Requisitos del ejercicio:
- a) Transcribe de forma literal, del texto sobre el Día de la Constitución, el pasaje que va de "Lograron una Constitución" a "Renault el R – 5.".
- b) Según el texto sobre el Día de la Constitución, ¿en qué fecha se celebró el referéndum en el que se aprobó la Constitución?

Texto del documento:
=-=-=
Me refiero a la del Día de la
Constitución, por todo lo que ésta ha representado y creo
que, durante mucho tiempo, seguirá representando en la
sociedad española.
Recuerdo el día del referéndum en el que se aprobó la
Constitución, día 6 de diciembre de 1978. Fue un día muy
lluvioso, al menos en Ceuta y Algeciras, pero aun así no se
privó la gente de ir a votar.
Era algo que se estaba esperando, que se deseaba y aunque
los nostálgicos del pasado reciente creían que sería un paso
en falso, las gentes querían un cambio definitivo y sólo así
podía llegar, a pesar de que con la Constitución ya en
funcionamiento la nostalgia no desaparecía y costó trabajo
que desapareciera en algunos de los iluminados del momento.
Lo que ocurrió, y eso sí se lo debemos a los políticos de
aquel momento, es que cuando se trabaja “en equipo”, sin
resquebrajaduras, mirando todos hacia la misma parte y no
buscando “la tajada” particular, en esos casos las cosas
salen mucho mejor.
En esa etapa, todos los que participaron en la creación de
la Constitución parecía que “se habían quitado la camiseta
de sus partidos correspondientes” y trabajaron, de verdad,
por establecer una unidad definitiva.
Lograron una Constitución moderna, tolerante y clara, otra
cosa es que haya quienes vayan tratando de oscurecer algunas
cosas que aparecían y aparecen, con meridiana claridad, en
ella.
Con el referéndum que sacó adelante la nueva Constitución se
estaba terminando un año que había sido muy movido, en el
terreno político, con intentos de frenar los desequilibrios
que surgían en la vida diaria y con las pretensiones de que
sociedad, Iglesia y vida fueran logrando sus máximas
aspiraciones.
La España de 1978 había superado ya la etapa del 600, del
Gordini y de todos aquellos vehículos que, poco a poco, iban
dejando su sitio a otros más potentes y de más calidad, como
el 127 de la SEAT o su homólogo de la Renault el R – 5.
=-=-=
Registros de datos:
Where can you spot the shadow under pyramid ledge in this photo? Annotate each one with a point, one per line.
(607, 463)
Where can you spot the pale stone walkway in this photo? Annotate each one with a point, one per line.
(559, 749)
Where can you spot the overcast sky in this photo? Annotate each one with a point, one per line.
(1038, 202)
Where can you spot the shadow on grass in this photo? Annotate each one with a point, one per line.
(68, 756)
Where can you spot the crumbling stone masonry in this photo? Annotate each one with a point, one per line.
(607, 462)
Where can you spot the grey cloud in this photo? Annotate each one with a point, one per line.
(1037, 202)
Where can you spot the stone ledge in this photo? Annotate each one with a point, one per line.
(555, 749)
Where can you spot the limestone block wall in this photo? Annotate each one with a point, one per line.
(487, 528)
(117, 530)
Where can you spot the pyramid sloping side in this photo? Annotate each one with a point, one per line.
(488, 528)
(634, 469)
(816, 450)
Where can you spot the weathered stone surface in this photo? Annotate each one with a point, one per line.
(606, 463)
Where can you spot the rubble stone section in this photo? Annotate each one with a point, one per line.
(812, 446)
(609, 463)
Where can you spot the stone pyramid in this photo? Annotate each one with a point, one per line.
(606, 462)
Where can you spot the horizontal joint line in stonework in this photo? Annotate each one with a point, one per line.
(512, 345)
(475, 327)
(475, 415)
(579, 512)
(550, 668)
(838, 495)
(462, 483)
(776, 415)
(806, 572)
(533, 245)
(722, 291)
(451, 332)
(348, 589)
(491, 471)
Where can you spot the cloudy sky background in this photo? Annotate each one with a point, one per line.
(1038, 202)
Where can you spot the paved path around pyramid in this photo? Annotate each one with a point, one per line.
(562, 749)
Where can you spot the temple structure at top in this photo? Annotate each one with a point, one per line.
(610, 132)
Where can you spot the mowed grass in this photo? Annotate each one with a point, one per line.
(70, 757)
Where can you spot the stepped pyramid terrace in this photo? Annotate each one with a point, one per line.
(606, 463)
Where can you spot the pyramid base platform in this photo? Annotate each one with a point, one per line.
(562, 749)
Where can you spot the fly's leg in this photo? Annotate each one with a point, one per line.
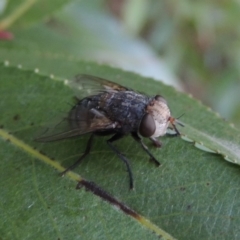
(87, 151)
(121, 156)
(145, 148)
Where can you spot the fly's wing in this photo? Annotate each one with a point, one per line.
(84, 117)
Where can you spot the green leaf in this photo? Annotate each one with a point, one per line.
(193, 193)
(21, 13)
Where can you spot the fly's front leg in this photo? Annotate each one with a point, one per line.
(121, 156)
(87, 151)
(145, 148)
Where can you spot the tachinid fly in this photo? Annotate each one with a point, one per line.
(111, 109)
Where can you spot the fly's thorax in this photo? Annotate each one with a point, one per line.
(156, 120)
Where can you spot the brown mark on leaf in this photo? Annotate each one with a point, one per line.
(91, 186)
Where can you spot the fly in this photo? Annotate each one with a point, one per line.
(111, 109)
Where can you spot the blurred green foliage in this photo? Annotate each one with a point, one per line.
(199, 40)
(194, 44)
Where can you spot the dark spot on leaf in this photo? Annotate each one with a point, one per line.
(16, 117)
(189, 207)
(42, 152)
(91, 186)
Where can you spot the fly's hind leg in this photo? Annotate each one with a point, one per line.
(86, 152)
(121, 156)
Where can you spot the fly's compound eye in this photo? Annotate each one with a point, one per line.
(147, 126)
(160, 99)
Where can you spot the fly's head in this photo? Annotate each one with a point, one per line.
(157, 119)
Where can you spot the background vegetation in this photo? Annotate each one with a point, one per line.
(191, 45)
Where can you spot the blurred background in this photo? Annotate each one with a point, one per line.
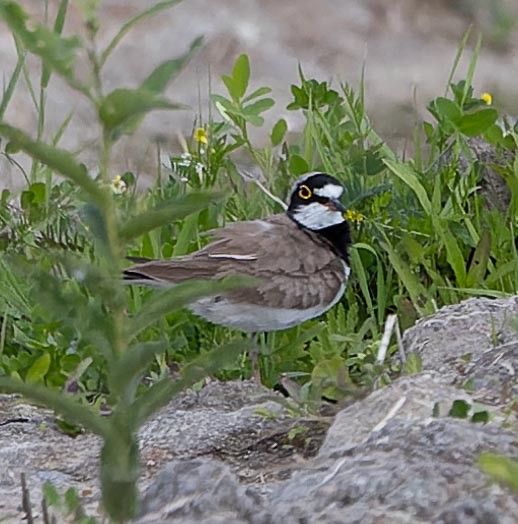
(408, 48)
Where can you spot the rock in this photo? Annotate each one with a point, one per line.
(407, 472)
(407, 45)
(410, 470)
(238, 422)
(200, 490)
(414, 398)
(230, 454)
(472, 344)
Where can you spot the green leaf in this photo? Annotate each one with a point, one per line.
(39, 369)
(240, 77)
(453, 252)
(500, 468)
(151, 88)
(181, 295)
(60, 160)
(478, 265)
(167, 71)
(409, 177)
(146, 13)
(447, 109)
(70, 408)
(58, 29)
(459, 409)
(121, 106)
(259, 107)
(187, 233)
(206, 364)
(257, 93)
(167, 212)
(58, 54)
(415, 288)
(134, 363)
(330, 377)
(50, 493)
(473, 124)
(278, 132)
(297, 165)
(413, 364)
(361, 275)
(480, 417)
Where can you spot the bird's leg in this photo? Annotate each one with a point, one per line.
(253, 354)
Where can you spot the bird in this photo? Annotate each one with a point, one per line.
(300, 260)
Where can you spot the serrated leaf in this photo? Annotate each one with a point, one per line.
(38, 370)
(278, 132)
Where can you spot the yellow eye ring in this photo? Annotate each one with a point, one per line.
(305, 192)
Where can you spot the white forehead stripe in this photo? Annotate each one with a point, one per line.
(329, 191)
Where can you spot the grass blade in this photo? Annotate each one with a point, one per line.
(167, 212)
(127, 26)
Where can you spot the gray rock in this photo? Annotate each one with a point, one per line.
(200, 490)
(407, 472)
(472, 344)
(413, 398)
(391, 457)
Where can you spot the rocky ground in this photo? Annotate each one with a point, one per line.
(394, 456)
(408, 47)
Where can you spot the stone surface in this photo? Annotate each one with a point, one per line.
(408, 47)
(472, 344)
(229, 453)
(413, 398)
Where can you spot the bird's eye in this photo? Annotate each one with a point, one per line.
(305, 192)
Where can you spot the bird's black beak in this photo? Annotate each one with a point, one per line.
(335, 205)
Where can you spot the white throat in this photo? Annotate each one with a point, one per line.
(317, 216)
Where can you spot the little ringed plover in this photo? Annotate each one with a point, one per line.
(300, 259)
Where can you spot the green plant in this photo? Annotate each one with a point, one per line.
(87, 295)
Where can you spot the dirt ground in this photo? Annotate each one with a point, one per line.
(407, 46)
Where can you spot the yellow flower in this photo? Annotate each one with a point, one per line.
(118, 185)
(488, 99)
(353, 216)
(200, 135)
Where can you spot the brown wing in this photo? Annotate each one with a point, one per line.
(296, 267)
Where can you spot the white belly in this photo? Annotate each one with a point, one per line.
(252, 318)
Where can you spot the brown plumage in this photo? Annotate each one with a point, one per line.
(300, 259)
(291, 277)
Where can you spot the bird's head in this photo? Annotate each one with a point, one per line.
(314, 202)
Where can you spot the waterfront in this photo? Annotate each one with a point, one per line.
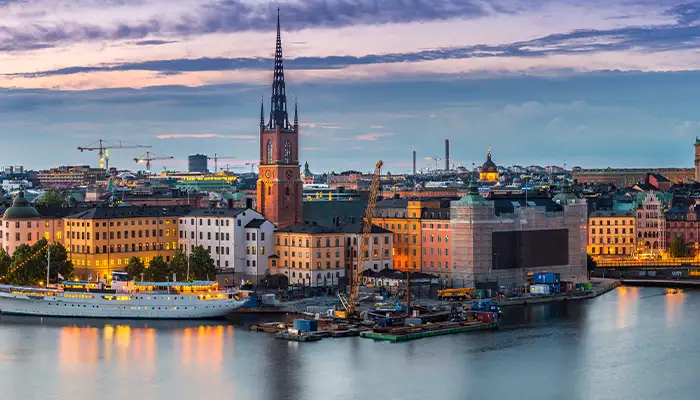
=-=-=
Las respuestas:
- a)
Lograron una Constitución moderna, tolerante y clara, otra
cosa es que haya quienes vayan tratando de oscurecer algunas
cosas que aparecían y aparecen, con meridiana claridad, en
ella.
Con el referéndum que sacó adelante la nueva Constitución se
estaba terminando un año que había sido muy movido, en el
terreno político, con intentos de frenar los desequilibrios
que surgían en la vida diaria y con las pretensiones de que
sociedad, Iglesia y vida fueran logrando sus máximas
aspiraciones.
La España de 1978 había superado ya la etapa del 600, del
Gordini y de todos aquellos vehículos que, poco a poco, iban
dejando su sitio a otros más potentes y de más calidad, como
el 127 de la SEAT o su homólogo de la Renault el R – 5.

- b) El 6 de diciembre de 1978.